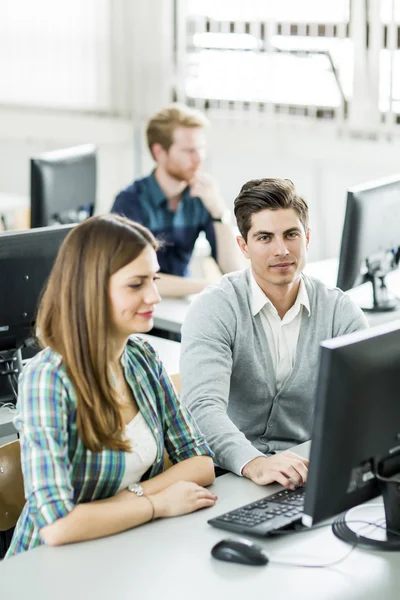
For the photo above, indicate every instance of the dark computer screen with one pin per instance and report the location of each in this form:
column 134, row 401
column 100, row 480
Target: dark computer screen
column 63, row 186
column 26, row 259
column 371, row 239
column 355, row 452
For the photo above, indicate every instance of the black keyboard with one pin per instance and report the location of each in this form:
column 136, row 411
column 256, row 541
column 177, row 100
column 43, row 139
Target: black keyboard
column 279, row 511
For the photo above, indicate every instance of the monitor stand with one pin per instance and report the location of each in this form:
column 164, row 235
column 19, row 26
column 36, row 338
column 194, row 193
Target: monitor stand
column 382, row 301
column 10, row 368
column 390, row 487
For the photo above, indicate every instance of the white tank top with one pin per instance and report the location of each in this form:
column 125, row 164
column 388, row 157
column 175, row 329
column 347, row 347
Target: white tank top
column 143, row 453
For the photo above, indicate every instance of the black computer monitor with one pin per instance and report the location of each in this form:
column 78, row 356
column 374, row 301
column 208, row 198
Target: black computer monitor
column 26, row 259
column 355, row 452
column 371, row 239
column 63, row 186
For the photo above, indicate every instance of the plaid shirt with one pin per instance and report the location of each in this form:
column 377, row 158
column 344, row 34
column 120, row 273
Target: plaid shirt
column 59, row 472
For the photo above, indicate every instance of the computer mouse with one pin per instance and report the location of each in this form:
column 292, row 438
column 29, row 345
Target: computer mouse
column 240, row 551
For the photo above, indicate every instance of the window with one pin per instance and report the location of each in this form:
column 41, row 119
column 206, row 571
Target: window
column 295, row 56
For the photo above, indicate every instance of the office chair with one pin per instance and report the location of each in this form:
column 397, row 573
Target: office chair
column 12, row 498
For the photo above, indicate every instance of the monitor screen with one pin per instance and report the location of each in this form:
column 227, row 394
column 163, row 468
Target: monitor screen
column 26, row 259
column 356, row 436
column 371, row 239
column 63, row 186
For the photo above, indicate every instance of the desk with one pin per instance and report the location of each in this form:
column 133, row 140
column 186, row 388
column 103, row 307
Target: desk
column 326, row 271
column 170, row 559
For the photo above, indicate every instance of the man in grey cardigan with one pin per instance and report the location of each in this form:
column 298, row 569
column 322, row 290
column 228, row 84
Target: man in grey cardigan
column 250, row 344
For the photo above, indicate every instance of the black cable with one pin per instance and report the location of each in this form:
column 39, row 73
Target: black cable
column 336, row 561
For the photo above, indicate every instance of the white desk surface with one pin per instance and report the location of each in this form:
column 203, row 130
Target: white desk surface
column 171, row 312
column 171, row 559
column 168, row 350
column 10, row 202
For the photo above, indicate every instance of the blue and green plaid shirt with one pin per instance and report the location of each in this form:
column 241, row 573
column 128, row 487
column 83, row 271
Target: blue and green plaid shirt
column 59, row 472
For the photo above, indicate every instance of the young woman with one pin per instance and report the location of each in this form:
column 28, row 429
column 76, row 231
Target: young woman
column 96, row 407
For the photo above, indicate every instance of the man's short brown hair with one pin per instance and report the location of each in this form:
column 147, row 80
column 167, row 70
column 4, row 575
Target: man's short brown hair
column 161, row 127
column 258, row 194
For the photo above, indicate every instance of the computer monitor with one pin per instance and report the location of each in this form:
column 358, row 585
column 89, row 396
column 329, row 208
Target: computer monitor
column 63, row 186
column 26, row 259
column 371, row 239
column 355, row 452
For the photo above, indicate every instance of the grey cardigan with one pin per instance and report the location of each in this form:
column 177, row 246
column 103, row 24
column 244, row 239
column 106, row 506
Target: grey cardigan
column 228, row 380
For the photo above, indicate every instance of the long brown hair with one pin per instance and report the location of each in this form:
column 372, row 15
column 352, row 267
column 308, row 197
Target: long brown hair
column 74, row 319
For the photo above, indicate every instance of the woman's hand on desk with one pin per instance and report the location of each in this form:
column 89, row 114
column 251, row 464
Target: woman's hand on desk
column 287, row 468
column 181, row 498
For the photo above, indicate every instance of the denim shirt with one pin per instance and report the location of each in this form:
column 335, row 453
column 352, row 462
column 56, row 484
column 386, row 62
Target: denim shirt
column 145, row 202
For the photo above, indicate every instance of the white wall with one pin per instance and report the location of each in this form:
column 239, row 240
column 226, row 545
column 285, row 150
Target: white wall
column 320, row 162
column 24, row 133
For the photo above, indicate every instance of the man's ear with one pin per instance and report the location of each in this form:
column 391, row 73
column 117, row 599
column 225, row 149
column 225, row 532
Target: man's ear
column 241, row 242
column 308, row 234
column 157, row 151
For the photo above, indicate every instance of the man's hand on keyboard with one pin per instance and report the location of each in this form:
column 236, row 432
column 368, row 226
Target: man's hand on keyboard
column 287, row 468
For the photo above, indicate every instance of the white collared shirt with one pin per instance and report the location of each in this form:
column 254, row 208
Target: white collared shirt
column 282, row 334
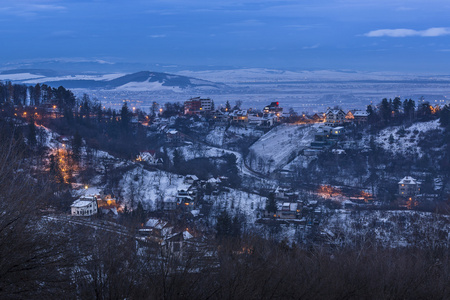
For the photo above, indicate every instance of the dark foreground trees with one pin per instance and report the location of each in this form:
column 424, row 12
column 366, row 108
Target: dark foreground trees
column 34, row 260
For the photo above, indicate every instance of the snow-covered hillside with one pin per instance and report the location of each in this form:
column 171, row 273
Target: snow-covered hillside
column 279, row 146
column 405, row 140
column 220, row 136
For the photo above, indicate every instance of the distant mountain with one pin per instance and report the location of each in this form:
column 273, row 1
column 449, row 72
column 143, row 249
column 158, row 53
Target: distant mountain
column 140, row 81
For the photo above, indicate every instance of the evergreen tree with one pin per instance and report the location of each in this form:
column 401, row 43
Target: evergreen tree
━━━━━━
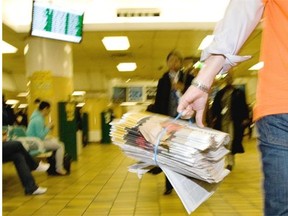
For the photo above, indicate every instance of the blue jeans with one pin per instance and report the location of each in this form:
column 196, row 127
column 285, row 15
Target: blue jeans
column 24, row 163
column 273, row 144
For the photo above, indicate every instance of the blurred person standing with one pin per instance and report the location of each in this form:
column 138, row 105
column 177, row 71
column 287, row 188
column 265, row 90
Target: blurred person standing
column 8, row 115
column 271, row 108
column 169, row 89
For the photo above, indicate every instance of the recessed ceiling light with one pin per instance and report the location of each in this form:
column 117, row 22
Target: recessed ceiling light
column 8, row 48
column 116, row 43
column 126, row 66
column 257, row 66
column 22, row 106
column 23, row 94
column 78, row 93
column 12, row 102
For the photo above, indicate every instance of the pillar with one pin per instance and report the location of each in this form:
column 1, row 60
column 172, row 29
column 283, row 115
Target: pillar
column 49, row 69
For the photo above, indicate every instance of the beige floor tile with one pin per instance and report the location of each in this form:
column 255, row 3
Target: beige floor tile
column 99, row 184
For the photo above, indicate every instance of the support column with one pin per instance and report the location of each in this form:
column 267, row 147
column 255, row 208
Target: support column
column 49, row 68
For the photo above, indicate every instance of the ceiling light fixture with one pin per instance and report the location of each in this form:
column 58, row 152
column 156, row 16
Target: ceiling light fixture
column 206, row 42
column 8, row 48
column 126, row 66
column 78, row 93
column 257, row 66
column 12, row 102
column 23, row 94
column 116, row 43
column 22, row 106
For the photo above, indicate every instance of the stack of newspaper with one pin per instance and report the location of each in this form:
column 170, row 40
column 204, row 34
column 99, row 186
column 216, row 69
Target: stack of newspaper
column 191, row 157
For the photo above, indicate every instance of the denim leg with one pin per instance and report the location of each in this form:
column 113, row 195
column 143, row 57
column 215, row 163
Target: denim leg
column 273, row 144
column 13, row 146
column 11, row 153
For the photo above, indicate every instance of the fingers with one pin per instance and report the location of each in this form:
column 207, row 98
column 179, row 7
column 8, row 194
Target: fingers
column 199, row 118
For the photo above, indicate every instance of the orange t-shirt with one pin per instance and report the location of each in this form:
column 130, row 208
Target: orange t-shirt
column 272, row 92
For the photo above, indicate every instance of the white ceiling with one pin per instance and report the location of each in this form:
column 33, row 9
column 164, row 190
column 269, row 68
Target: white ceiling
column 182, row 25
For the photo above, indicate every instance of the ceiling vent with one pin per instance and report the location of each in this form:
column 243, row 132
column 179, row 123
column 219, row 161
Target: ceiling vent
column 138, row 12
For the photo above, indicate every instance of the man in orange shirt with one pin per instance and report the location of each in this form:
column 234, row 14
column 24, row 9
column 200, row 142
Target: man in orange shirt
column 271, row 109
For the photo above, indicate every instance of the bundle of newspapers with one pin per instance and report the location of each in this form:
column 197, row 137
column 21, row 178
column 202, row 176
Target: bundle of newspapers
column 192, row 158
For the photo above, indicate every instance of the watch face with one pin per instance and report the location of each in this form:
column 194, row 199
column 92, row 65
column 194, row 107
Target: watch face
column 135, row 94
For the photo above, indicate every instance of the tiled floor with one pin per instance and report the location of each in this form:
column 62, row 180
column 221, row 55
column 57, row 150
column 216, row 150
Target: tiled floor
━━━━━━
*TASK REQUIREMENTS*: Above are some records; copy exactly the lines from the one with "column 194, row 199" through the one with "Target: tiled floor", both included, and no others.

*SOLUTION TO THE EXERCISE*:
column 194, row 199
column 92, row 65
column 194, row 107
Target: watch face
column 135, row 94
For the photo above, indicate every instance of the tiled floor with one pin per instance and report the location of each in this form:
column 62, row 180
column 221, row 55
column 57, row 150
column 216, row 150
Target: tiled floor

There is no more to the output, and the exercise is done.